** BEGIN DATA LISTING **

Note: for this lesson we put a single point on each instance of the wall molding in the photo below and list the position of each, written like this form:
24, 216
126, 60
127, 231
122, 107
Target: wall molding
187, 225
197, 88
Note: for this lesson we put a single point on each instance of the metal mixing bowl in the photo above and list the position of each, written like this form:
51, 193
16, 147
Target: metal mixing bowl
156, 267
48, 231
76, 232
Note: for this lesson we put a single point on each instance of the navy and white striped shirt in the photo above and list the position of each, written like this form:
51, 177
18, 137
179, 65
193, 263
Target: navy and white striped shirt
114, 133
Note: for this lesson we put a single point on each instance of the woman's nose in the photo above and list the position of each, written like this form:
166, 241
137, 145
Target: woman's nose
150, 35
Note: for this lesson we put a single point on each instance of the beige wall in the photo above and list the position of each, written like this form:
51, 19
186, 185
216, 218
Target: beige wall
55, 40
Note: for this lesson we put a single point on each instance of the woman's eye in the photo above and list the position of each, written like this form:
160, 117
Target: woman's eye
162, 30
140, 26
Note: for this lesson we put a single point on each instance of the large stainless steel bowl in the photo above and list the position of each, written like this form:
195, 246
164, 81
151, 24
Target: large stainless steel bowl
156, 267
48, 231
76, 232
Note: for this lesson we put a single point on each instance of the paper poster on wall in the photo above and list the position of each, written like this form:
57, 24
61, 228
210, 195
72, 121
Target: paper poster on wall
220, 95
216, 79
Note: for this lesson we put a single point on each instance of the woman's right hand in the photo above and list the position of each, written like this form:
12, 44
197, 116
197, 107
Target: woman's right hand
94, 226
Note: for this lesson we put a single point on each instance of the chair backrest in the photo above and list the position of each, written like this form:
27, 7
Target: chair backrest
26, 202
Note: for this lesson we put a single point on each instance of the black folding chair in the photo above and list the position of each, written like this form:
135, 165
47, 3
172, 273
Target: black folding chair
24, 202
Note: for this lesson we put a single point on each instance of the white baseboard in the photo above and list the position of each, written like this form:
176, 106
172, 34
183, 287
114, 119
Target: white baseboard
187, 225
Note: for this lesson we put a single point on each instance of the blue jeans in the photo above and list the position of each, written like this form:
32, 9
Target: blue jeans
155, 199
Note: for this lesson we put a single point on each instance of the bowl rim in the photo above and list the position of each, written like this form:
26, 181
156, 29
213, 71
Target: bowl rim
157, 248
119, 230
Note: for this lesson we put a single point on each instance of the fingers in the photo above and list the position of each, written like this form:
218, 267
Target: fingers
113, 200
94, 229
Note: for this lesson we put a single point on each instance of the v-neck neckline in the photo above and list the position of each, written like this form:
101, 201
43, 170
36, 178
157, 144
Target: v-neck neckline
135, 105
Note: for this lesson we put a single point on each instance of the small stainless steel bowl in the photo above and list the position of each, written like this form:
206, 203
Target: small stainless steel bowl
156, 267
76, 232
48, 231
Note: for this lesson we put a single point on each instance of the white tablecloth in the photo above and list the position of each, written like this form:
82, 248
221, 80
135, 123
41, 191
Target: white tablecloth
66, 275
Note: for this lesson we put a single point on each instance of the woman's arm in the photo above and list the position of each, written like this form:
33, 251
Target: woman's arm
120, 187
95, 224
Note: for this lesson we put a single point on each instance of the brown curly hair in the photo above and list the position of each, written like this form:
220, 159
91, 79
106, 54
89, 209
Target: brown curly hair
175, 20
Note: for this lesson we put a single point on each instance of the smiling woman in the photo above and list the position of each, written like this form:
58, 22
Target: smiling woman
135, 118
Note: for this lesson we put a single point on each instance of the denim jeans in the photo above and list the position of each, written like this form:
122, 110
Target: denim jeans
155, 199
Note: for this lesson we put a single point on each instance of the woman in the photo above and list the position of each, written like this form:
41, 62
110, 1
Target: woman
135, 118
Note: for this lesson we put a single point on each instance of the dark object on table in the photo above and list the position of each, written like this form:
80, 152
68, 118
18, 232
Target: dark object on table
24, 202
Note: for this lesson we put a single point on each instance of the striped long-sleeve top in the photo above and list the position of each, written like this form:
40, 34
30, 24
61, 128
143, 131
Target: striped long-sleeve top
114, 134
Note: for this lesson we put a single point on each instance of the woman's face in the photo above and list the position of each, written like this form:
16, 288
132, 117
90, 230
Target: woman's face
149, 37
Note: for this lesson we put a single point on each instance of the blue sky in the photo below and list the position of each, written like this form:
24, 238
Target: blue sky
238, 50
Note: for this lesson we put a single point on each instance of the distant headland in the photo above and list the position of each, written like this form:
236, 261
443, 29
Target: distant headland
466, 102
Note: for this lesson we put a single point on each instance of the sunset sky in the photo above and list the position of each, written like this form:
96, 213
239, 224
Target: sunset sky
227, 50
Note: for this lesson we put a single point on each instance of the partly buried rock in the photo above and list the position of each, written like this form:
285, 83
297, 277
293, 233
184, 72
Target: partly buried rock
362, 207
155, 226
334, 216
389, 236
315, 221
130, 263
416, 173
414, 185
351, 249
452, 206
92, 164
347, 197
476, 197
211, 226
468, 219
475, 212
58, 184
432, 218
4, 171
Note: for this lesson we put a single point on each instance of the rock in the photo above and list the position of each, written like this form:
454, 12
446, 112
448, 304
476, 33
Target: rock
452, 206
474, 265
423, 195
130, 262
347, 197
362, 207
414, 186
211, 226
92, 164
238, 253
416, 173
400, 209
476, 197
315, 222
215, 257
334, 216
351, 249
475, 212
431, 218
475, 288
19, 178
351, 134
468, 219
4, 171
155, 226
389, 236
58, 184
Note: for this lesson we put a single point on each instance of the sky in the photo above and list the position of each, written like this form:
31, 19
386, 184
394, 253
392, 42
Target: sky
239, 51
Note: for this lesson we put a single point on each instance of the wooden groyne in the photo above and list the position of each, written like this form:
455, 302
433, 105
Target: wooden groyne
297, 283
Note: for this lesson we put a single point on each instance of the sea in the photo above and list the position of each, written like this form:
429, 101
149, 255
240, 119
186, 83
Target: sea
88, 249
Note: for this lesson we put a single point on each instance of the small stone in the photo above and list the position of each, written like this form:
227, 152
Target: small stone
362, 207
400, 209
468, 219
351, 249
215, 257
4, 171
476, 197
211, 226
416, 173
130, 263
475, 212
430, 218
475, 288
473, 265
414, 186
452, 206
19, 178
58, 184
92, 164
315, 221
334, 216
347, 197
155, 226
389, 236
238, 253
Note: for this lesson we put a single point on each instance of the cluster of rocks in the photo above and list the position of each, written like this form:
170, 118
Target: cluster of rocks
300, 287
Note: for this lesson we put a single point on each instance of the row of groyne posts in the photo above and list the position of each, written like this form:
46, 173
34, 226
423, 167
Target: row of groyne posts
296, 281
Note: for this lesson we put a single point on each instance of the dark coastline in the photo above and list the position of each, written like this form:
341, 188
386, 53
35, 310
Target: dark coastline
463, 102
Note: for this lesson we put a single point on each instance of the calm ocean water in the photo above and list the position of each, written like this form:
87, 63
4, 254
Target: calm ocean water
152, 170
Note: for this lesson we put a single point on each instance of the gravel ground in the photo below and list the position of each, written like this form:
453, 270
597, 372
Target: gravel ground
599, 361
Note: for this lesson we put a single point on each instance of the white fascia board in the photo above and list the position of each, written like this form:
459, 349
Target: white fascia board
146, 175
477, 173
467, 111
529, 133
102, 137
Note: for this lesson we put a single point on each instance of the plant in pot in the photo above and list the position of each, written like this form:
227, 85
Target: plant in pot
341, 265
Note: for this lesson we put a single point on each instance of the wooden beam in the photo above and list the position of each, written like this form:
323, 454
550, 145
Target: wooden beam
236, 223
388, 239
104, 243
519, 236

** END DATA LISTING **

**WORK TO COMPLETE**
Copy out every line of the listing above verbatim, changing nothing.

**RESPONSE TO THIS EXERCISE**
Note: for this lesson we put a single point on each instance of the wall molding in the photo below and list the position of each, written like this form:
24, 216
126, 60
127, 231
122, 107
Target: wall molding
187, 225
197, 88
Note: for this lesson we put a single point on each instance of the metal mixing bowl in the photo above and list the position of each, written like this form:
51, 193
16, 147
Target: metal mixing bowl
156, 267
48, 231
76, 232
Note: for this lesson we put a single point on each instance of the navy and white striped shirt in the photo above and list the position of each, written like this form:
51, 177
18, 137
179, 65
193, 263
Target: navy and white striped shirt
114, 133
Note: for this lesson we put a single point on each instance of the woman's nose in the photo above and list the position of each, written like this form:
166, 241
137, 145
Target: woman's nose
150, 35
Note: for this lesson we put a single point on each instance of the beige wall in the photo above and list the position of each, written like this form:
51, 19
186, 185
216, 218
Target: beige wall
55, 40
Note: for this lesson we put a single point on each instance of the woman's eye in the photo above and list the position of each, written like this form:
160, 117
Target: woman's eye
162, 30
140, 26
Note: for this lesson we put a single point on each instance of the large stainless steel bowl in the photo above and list the position of each, written like this form:
195, 246
164, 81
151, 24
Target: large stainless steel bowl
156, 267
48, 231
76, 232
Note: for this lesson we put a single point on each instance of the paper poster on wall in the photo above and list the position of each, written like this form:
57, 24
61, 228
210, 195
72, 121
Target: paper poster on wall
220, 95
216, 79
Note: for this lesson we put a single point on each instance of the woman's right hand in the photo above and list the position of each, written like this form:
12, 44
197, 116
197, 107
Target: woman's right hand
94, 226
Note: for this lesson we put a single point on each instance of the chair backrest in the photo above and list the position of each, written like this form:
27, 7
Target: chair backrest
26, 202
Note: for this lesson we put a single point on each instance of the black folding chair in the photo above and list the position of each, written like this form:
135, 165
47, 3
172, 273
Target: black folding chair
24, 202
Note: for this lesson we put a single point on each instance of the white baseboard in the photo above and list the position of each, written like this form:
176, 106
172, 34
183, 287
114, 119
Target: white baseboard
187, 225
Note: for this lesson we put a single point on each instance of the blue jeans in the photo above and list the position of each, written like this form:
32, 9
Target: blue jeans
155, 199
Note: for this lesson we put a single point on each instance of the bowl rim in the photo above and list the position of each, written like this form:
26, 181
156, 29
213, 71
Target: bowl rim
157, 248
119, 230
Note: for this lesson we put a single point on each instance of the fingers in the photo above and list the position of each, written like this form:
218, 267
Target: fingers
113, 200
94, 229
Note: for this lesson we put a single point on each instance of the v-neck neckline in the photo above and list the position of each, written like this form:
101, 201
43, 170
36, 178
157, 144
Target: v-neck neckline
135, 105
Note: for this lesson we put a single point on each instance of the small stainless steel bowl in the photo above and list the position of each, written like this form:
206, 203
Target: small stainless steel bowl
156, 267
76, 232
48, 231
Note: for this lesson we put a single point on each instance of the white tablecloth in the photo above and list the position of each, written like this form:
82, 248
221, 80
135, 123
41, 191
Target: white tablecloth
66, 275
Note: for this lesson we put a single point on each instance of the woman's arm in the photo above and list the position of each, written like this form:
33, 251
Target: woman's arm
120, 187
95, 224
Note: for this lesson we put a single point on each instance of the brown curly hair in the photo above and list the position of each, written like this form:
220, 159
91, 79
106, 54
89, 209
Target: brown curly hair
175, 20
Note: for this lesson we put a single point on each instance of the smiling woman in the photo above and list the position of each, written like this form:
58, 22
Target: smiling woman
135, 118
Note: for this lesson we put a single point on each instance of the denim jeans in the photo above and list the position of each, written like this form:
122, 110
Target: denim jeans
155, 199
Note: for this lesson we put a single point on each instance of the woman in the photo above and list the position of each, written like this form:
41, 62
110, 1
Target: woman
135, 118
Note: for this lesson we put a single point on each instance of the dark object on table in the photo above and list the position of each, written like this form:
80, 152
68, 118
18, 232
Target: dark object on table
24, 202
Note: for this lesson we put a single point on each instance of the striped long-sleeve top in the photo above and list the position of each, written like this form:
40, 34
30, 24
61, 128
143, 131
Target: striped long-sleeve top
114, 134
Note: for this lesson we put a single point on each instance of the woman's face in the photo above and list the position of each, written like this form:
16, 288
132, 117
90, 230
Target: woman's face
149, 37
Note: for this lesson we put a single point on each instance of the blue sky in the photo below and list the position of each, written like this form:
24, 238
Target: blue sky
238, 50
Note: for this lesson we put a single point on each instance of the distant headland in the photo above and list the position of each, written like this form:
236, 261
443, 29
Target: distant headland
466, 102
Note: for this lesson we put a single point on each instance of the sunset sky in the photo above and list the position of each, written like this form:
96, 213
239, 224
Target: sunset sky
227, 50
Note: for this lesson we put a single point on each instance of the partly buried rock in the photo above and list the position of each, written like this form:
285, 83
297, 277
293, 233
184, 72
Target: partly buried rock
362, 207
155, 226
334, 216
389, 236
315, 221
130, 263
416, 173
414, 185
351, 249
452, 206
92, 164
347, 197
476, 197
211, 226
468, 219
475, 212
58, 184
432, 218
4, 171
Note: for this lesson we put a single point on each instance of the rock in the photo above and list the position of each, written like this form:
454, 12
446, 112
448, 304
476, 33
Target: rock
452, 206
474, 265
423, 195
130, 262
347, 197
362, 207
414, 186
211, 226
92, 164
238, 253
416, 173
400, 209
476, 197
315, 222
215, 257
334, 216
351, 249
475, 212
431, 218
475, 288
19, 178
351, 134
468, 219
4, 171
155, 226
389, 236
58, 184
Note: for this lesson we put a single point on each instance of the sky in the photo above and list the position of each, written like this form:
31, 19
386, 184
394, 253
392, 42
Target: sky
239, 51
Note: for this lesson we put a single point on each instance of the wooden groyne in the photo above and list the position of each, written like this form:
455, 302
433, 105
Target: wooden groyne
297, 283
Note: for this lesson we put a single point on each instance of the sea in the photo above and list the position of each, written like this form:
429, 101
149, 255
240, 119
186, 83
Target: sea
88, 249
Note: for this lesson we put a single point on each instance of the small stone in the photo above and list the position of each, written like this form:
227, 152
Target: small stone
362, 207
400, 209
468, 219
351, 249
215, 257
4, 171
476, 197
211, 226
416, 173
130, 263
475, 212
430, 218
475, 288
473, 265
414, 186
452, 206
19, 178
58, 184
92, 164
315, 221
334, 216
347, 197
155, 226
389, 236
238, 253
Note: for this lesson we put a single point on each instance of the cluster of rocks in the photo above and list the position of each, written like this form:
170, 118
Target: cluster of rocks
300, 287
Note: for this lesson we put a single point on each instance of the row of groyne posts in the photo above and list the position of each, written like this form:
46, 173
34, 226
423, 167
Target: row of groyne posts
296, 281
Note: for this lesson we put a single point on each instance of the dark coastline in the photo above and list the position of each, written like this form:
341, 188
386, 53
35, 310
Target: dark coastline
463, 102
Note: for this lesson we put a single point on each instance of the calm ocean water in the photo above and list the position of each, written like this form:
87, 63
4, 254
Target: calm ocean water
152, 170
Note: for this lesson we put a single point on each instance of the gravel ground in the photo below and list the position of each, written like this form:
453, 270
597, 372
Target: gravel ground
599, 361
Note: for this lesson we put a single point on each instance of the white fascia board in the photo above and list the position of each, written like this form:
459, 349
Target: white fascia board
146, 175
477, 173
467, 111
529, 133
102, 137
Note: for this lesson we put a single point on each instance of the plant in pot in the photo above and list the position of each, written like this form:
227, 85
Target: plant in pot
341, 265
Note: for this lesson we put a single point on each instance of the wooden beam in the photo above and list the position of each, written like this form:
323, 454
550, 145
Target: wooden beam
236, 223
388, 239
104, 243
519, 236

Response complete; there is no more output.